### [Exercise input]
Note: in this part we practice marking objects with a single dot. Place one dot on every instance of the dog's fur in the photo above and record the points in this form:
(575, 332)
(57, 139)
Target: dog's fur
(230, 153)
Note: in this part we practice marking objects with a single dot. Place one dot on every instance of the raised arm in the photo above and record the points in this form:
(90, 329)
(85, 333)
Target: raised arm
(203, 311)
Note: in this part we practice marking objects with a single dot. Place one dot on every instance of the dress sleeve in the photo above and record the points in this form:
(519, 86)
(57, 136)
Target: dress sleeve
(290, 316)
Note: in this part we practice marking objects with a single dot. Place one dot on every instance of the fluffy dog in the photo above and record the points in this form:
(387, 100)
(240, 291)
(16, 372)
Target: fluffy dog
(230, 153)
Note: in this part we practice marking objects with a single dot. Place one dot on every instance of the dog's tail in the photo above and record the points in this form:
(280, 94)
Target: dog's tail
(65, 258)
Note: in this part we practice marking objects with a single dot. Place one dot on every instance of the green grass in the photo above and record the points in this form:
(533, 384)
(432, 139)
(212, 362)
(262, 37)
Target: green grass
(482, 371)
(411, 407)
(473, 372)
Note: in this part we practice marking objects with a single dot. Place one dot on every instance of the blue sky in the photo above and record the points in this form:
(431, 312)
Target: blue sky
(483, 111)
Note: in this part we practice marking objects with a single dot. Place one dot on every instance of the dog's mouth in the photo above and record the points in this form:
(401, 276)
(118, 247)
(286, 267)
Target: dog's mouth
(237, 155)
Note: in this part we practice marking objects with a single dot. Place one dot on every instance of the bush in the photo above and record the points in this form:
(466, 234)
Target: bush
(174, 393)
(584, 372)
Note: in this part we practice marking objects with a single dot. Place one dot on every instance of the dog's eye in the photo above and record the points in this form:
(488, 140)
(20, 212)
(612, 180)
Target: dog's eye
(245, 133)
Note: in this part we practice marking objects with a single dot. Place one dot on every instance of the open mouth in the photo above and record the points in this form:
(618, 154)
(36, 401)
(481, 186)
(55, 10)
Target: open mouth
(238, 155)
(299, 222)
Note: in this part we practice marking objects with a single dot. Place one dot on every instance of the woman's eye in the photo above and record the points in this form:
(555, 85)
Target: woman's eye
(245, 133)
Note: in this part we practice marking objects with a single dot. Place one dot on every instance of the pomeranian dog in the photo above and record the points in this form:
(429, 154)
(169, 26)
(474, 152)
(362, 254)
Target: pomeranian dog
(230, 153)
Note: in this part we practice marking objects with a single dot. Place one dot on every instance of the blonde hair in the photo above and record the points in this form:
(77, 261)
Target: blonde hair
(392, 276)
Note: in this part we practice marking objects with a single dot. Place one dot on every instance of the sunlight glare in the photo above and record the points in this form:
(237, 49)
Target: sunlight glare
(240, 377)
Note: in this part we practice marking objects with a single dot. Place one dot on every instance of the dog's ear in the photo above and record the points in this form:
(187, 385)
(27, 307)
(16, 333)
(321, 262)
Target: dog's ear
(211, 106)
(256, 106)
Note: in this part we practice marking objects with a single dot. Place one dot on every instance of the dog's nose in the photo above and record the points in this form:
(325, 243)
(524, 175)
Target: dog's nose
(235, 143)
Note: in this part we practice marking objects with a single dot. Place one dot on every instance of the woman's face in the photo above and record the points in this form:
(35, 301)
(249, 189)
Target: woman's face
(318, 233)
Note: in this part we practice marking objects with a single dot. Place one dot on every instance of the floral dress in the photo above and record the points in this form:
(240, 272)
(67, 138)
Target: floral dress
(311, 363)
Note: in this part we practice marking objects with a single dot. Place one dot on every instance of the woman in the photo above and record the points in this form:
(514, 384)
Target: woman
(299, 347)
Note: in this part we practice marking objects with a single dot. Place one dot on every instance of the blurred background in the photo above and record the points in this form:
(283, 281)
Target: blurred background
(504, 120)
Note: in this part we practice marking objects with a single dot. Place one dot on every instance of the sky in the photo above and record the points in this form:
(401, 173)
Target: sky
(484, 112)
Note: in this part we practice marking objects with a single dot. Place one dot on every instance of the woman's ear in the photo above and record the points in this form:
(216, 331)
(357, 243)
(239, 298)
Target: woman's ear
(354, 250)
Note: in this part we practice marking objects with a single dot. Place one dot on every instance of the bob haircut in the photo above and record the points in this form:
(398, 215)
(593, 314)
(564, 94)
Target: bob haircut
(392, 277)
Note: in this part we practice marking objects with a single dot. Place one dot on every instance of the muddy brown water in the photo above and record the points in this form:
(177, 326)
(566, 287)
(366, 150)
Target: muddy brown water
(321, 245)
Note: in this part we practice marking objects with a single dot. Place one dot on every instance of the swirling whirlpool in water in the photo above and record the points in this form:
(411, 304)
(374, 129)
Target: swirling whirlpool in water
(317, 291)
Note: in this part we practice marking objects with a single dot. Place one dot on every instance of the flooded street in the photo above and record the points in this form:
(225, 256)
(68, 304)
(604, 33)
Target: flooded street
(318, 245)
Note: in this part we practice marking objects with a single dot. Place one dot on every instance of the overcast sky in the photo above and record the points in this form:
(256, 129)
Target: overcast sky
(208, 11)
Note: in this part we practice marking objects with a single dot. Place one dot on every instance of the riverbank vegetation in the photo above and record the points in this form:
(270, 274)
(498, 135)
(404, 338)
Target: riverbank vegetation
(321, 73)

### [Problem details]
Return every entry verbatim.

### [Solution]
Note: in this part we practice marking objects with a single dot. Place one dot on every instance of the dog's fur in the photo above and record the points in this form:
(575, 332)
(57, 139)
Target: dog's fur
(230, 153)
Note: in this part we practice marking objects with a single dot. Place one dot on every instance of the raised arm in the photo above and record the points in this form:
(90, 329)
(85, 333)
Target: raised arm
(203, 311)
Note: in this part we practice marking objects with a single dot. Place one dot on every instance of the dress sleeve in the photo above and record the points in this form:
(519, 86)
(57, 136)
Target: dress sleeve
(290, 316)
Note: in this part we practice marking objects with a single dot. Place one dot on every instance of the fluffy dog in the photo above and record the points in this form:
(387, 100)
(240, 291)
(16, 372)
Target: fluffy dog
(230, 153)
Note: in this part we practice marking objects with a single dot. Place one dot on every instance of the dog's tail in the photo above and record the points in this form:
(280, 94)
Target: dog's tail
(65, 258)
Note: in this part we practice marking objects with a single dot. Place one dot on every instance of the green grass in the photo above and record the points in this form:
(533, 384)
(432, 139)
(212, 362)
(262, 37)
Target: green grass
(482, 371)
(411, 407)
(473, 372)
Note: in this part we practice marking objects with a single dot. Place one dot on every instance of the blue sky in the photo above and record the points in this form:
(431, 312)
Target: blue sky
(483, 111)
Note: in this part we practice marking objects with a single dot. Place one dot on every instance of the dog's mouth in the photo above and record the points in this form:
(401, 276)
(118, 247)
(286, 267)
Target: dog's mouth
(237, 155)
Note: in this part we practice marking objects with a single dot. Place one dot on every instance of the bush in the photo above and record the points in this form:
(466, 234)
Target: bush
(174, 393)
(584, 372)
Note: in this part we practice marking objects with a single dot. Place one dot on every instance of the dog's eye in the photo above and record the points in this form:
(488, 140)
(20, 212)
(612, 180)
Target: dog's eye
(245, 133)
Note: in this part we practice marking objects with a single dot. Place one dot on every instance of the open mouth in the photo above and record the points in this form:
(618, 154)
(36, 401)
(481, 186)
(55, 10)
Target: open mouth
(238, 155)
(299, 222)
Note: in this part we practice marking objects with a single dot. Place one dot on every instance of the woman's eye in the photo above and record the points in this form:
(555, 85)
Target: woman's eye
(245, 133)
Note: in this part we practice marking objects with a single dot. Place one dot on every instance of the pomeranian dog in the photo above and record the points in this form:
(429, 154)
(169, 26)
(474, 152)
(362, 254)
Target: pomeranian dog
(230, 153)
Note: in this part we practice marking objects with a single dot. Place one dot on every instance of the blonde hair in the photo above and record the points in this form:
(77, 261)
Target: blonde hair
(392, 276)
Note: in this part we practice marking objects with a single dot. Place one dot on every instance of the sunlight glare in the photo above and record the points in this form:
(237, 49)
Target: sunlight glare
(240, 377)
Note: in this part we practice marking objects with a single dot. Place one dot on every instance of the dog's ear in the photo above and record the points in this form:
(187, 385)
(27, 307)
(16, 333)
(321, 262)
Target: dog's ear
(211, 106)
(256, 106)
Note: in this part we practice marking objects with a single dot. Place one dot on every instance of the dog's nose in the photo above and record the points in this form:
(325, 243)
(524, 175)
Target: dog's nose
(235, 143)
Note: in this part we practice marking objects with a single dot. Place one dot on every instance of the woman's face in the photo above and record the points in this form:
(35, 301)
(249, 189)
Target: woman's face
(318, 233)
Note: in this part we practice marking objects with a single dot. Place one dot on every instance of the floral dress in the photo above and record the points in this form:
(240, 272)
(67, 138)
Target: floral dress
(311, 363)
Note: in this part we practice marking objects with a single dot. Place one dot on every instance of the woman in the photo above and record the points in this form:
(514, 384)
Target: woman
(299, 347)
Note: in this part we practice marking objects with a single dot. Place one dot on every instance of the blurred background in the photo above and record the points in this form:
(283, 281)
Target: blurred background
(504, 120)
Note: in this part we practice marking objects with a single dot. Place one dot on every instance of the sky in the photo above and record the points in this form:
(401, 173)
Target: sky
(484, 112)
Note: in this part we practice marking objects with a single dot. Place one dot on every instance of the woman's ear in the photo above and record the points in this form:
(216, 331)
(357, 243)
(239, 298)
Target: woman's ear
(354, 250)
Note: in this part we practice marking objects with a single dot. Place one dot on every instance of the bob haircut in the photo above and record the points in this form:
(398, 215)
(593, 314)
(564, 94)
Target: bob haircut
(392, 277)
Note: in this part we practice marking objects with a single dot. Place one dot on every instance of the muddy brown water in the photo above and record the points in this form:
(177, 326)
(566, 287)
(366, 150)
Target: muddy brown water
(321, 245)
Note: in this part we practice marking objects with a single dot. Place one dot on every instance of the swirling whirlpool in water in the photo above and record the points in this form:
(411, 304)
(374, 129)
Target: swirling whirlpool in water
(317, 291)
Note: in this part we practice marking objects with a single dot. Place one dot on every instance of the flooded street in the photo above and record the points in this form:
(225, 256)
(68, 304)
(604, 33)
Target: flooded street
(318, 245)
Note: in this part we practice marking objects with a single dot. Place one dot on every instance of the overcast sky in the photo above and record the points in this form:
(256, 129)
Target: overcast sky
(208, 11)
Note: in this part we practice marking objects with a single dot. Place one dot on every instance of the riverbank vegetation in the photo above and record the points in this form:
(270, 274)
(498, 135)
(404, 338)
Target: riverbank vegetation
(321, 73)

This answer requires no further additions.